**TASK**
Every word of every entry must be retyped exactly.

**AVAILABLE DATA**
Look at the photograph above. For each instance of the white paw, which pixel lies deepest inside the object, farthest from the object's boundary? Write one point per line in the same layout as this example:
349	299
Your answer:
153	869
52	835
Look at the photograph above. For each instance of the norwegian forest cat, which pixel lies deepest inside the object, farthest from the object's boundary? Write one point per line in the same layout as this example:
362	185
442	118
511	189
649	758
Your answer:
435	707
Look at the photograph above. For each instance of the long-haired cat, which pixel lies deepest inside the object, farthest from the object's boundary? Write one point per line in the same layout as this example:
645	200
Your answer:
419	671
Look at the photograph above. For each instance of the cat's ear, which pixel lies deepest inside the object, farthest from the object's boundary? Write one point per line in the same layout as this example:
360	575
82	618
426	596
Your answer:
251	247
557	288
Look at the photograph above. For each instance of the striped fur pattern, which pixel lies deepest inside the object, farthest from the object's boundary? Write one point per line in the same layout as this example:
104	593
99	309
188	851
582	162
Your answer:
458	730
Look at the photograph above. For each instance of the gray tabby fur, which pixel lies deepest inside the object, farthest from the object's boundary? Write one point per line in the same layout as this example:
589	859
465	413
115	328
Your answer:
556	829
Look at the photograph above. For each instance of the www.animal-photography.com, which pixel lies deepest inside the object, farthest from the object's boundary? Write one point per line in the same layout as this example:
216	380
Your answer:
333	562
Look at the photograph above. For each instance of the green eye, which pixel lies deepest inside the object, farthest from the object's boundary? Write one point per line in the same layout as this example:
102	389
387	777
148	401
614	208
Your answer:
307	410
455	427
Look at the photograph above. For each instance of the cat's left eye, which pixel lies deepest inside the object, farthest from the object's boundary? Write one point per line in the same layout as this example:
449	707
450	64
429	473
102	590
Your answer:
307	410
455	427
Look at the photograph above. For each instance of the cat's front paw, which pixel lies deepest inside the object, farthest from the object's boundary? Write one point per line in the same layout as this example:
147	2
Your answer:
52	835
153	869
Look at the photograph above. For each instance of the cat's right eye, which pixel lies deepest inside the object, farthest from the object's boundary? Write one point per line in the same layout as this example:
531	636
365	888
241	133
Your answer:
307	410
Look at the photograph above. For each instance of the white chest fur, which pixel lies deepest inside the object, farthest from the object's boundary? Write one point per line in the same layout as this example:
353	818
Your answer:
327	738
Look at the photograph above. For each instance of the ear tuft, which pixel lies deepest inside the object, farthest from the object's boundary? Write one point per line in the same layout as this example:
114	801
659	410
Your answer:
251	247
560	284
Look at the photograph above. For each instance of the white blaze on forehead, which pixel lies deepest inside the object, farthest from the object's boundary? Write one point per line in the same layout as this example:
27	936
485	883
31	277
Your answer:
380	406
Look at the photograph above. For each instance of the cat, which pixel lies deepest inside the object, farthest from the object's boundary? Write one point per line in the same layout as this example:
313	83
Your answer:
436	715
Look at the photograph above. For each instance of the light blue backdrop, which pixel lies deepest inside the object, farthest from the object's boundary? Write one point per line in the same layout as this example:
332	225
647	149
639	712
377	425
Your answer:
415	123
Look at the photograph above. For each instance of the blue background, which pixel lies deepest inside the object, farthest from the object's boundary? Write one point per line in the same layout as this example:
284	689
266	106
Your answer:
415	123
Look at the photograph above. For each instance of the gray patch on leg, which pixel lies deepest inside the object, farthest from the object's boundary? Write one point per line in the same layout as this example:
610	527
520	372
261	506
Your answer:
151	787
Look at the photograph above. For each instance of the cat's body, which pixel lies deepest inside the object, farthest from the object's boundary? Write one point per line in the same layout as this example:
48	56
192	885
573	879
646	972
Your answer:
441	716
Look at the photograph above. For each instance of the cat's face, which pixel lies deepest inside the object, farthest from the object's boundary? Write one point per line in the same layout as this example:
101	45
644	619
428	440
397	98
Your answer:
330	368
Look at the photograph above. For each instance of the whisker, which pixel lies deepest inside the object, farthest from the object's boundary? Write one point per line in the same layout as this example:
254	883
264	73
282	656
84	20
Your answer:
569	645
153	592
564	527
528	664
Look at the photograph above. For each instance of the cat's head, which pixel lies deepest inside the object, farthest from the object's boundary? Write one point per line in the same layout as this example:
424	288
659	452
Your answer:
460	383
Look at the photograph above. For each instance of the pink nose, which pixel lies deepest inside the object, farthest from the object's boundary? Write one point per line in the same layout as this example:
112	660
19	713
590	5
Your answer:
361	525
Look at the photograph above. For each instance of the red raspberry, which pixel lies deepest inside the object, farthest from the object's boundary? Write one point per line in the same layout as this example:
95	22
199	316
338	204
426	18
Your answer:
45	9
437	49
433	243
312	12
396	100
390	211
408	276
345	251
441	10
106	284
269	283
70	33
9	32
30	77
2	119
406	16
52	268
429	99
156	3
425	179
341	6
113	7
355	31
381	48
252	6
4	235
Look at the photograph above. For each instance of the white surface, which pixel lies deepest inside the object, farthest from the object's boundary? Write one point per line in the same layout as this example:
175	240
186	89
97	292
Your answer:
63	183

**SOLUTION FOR THIS TASK**
Look at the photograph above. For each instance of the white paw, which pixel lies deepest inside the object, farthest from the object's boundary? Write one point per line in the same layout as this example:
349	299
Your answer:
153	869
52	835
Look at the photograph above. For each instance of the norwegian forest cat, which pixel lies deepest inside the object, farthest from the object's boundary? Write one point per line in the same layout as this example:
362	185
442	118
511	189
649	758
Your answer:
435	707
Look at the photograph above. For each instance of the long-haired cat, which pixel lies deepest inside the object, farthest from the object's boundary? Write one point per line in the same layout as this example:
645	200
Your answer:
419	671
Look at the photograph above. For each instance of the cat's ear, which pixel lies deepest inside the object, farthest from the object's boundary? Write one point per line in the same layout as this example:
360	575
82	618
426	596
Your answer:
251	247
557	288
Look at the photograph above. For each instance of the striped fur pattern, which pixel lies deepest inside the object, farthest from the object's boundary? Write one point per line in the same layout as this example:
104	593
99	309
188	851
582	162
Your answer:
458	730
Look at the photograph above. For each instance of the gray tabby fur, which pixel lies deepest inside the object, farthest from the object's boundary? Write one point per line in the same layout as this example:
589	859
465	413
115	328
Your answer:
556	829
Look at the photograph above. For each instance of the www.animal-photography.com, which pixel lies deepest inside the object, farthest from the object's boundary? Write one point per line in the same layout as this example:
216	380
Your answer:
333	562
Look at the photograph above. For each instance of the green eye, which pixel lies deepest inside the object, farthest from the object's boundary? Write one point per line in the same layout as this example:
102	389
387	777
148	401
614	208
Your answer:
307	410
455	427
Look at the photograph above. For each instance of the cat's left eye, which pixel lies deepest inside the object, farthest from the object's boundary? Write one point per line in the same layout as this example:
449	707
450	64
429	473
102	590
Your answer:
307	410
455	427
Look at the photograph above. For each instance of the cat's front paw, which pixel lies deepest inside the object, farthest from the object's boundary? Write one point per line in the same layout as this example:
147	2
Your answer:
52	835
153	869
Look at the photograph above. For each instance of the cat's right eye, which pixel lies deepest inside the object, farthest from the object's boundary? Write one point per line in the same layout as this example:
531	636
365	888
241	133
Your answer:
307	410
Look at the photograph above. For each instance of the white chest fur, which pixel lies deepest inside the object, farthest from the object's boundary? Write one point per line in the same layout as this example:
353	818
Your answer:
327	738
Look at the photograph above. For each instance of the ear tuft, which pixel lies deepest inside the object, farthest from the object's boundary? Write one point per line in the same layout as this example:
114	801
659	410
Your answer:
251	247
560	284
Look at the photograph above. For each instance of the white blaze on forehead, which pixel lies deepest inside the object, farthest from the object's boundary? Write one point per line in the same layout as this example:
27	936
485	883
31	277
Your answer:
380	406
Look at the photograph above. For each instance of the cat, which pixel lies deepest inside the object, farthest from the object's boundary? Write one point per line in the same layout as this example:
313	83
Your answer:
436	715
Look at the photograph above. For each instance of the light blue backdrop, which pixel lies deepest inside the object, farthest from the object's boundary? Write one point per line in the same layout as this example:
332	225
647	149
639	712
377	425
Your answer:
415	123
Look at the photograph above. For each instance of the blue background, which pixel lies deepest inside the object, farthest from the object's boundary? Write one point per line in the same layout as this example:
284	689
266	106
Your answer:
415	123
Look at the photograph above. For each instance of the gray patch on leg, which pixel lies deepest inside the object, farthest from the object's boundary? Write one point per line in the same layout as this example:
610	527
520	372
261	506
Your answer:
151	787
Look at the photograph above. For each instance of the cat's body, which pixel lies deepest inside the object, farthest from the object's boundary? Write one point per line in the same layout as this example:
48	56
192	885
573	879
646	972
Your answer:
441	716
Look at the photograph above. For each instance of the cat's face, which pixel lies deepest inside the object, farthest from the object's boundary? Write one point per line in the same layout as this example:
101	45
644	619
428	440
397	98
Your answer:
330	368
Look at the photograph above. For each instance of the whisker, which pixel lies deepest inside the object, farthest from the object's boundary? Write one point per line in the same layout as this example:
254	883
264	73
282	656
84	20
Your answer:
569	645
153	592
564	527
528	664
Look at the photograph above. For each instance of the cat's head, which pixel lies deepest inside the object, farthest from the object's boundary? Write one point per line in the same layout as this example:
424	288
659	452
Your answer:
460	383
Look at the photograph above. For each instance of the pink nose, which pixel lies deepest inside the object, farthest from the object's boundary? Write one point per line in the same layout as this example:
112	660
19	713
590	5
Your answer:
361	525
Look at the photograph above. For each instance of the red raspberry, which pixel lies deepest inside the object, farthest from the object's boundary? Write one point per line in the same layout as this example:
95	22
199	316
338	204
426	18
Your answer:
45	9
437	49
433	243
312	12
396	100
390	211
408	276
345	251
441	10
106	284
269	283
70	33
9	32
30	77
2	119
406	16
52	268
429	99
156	3
425	179
341	6
113	7
355	31
381	48
252	6
4	235
Look at the photograph above. For each instance of the white surface, which pixel lies deepest inside the object, farthest from the object's boundary? Write one point per line in the same layout as this example:
175	240
186	89
97	292
Your answer:
63	183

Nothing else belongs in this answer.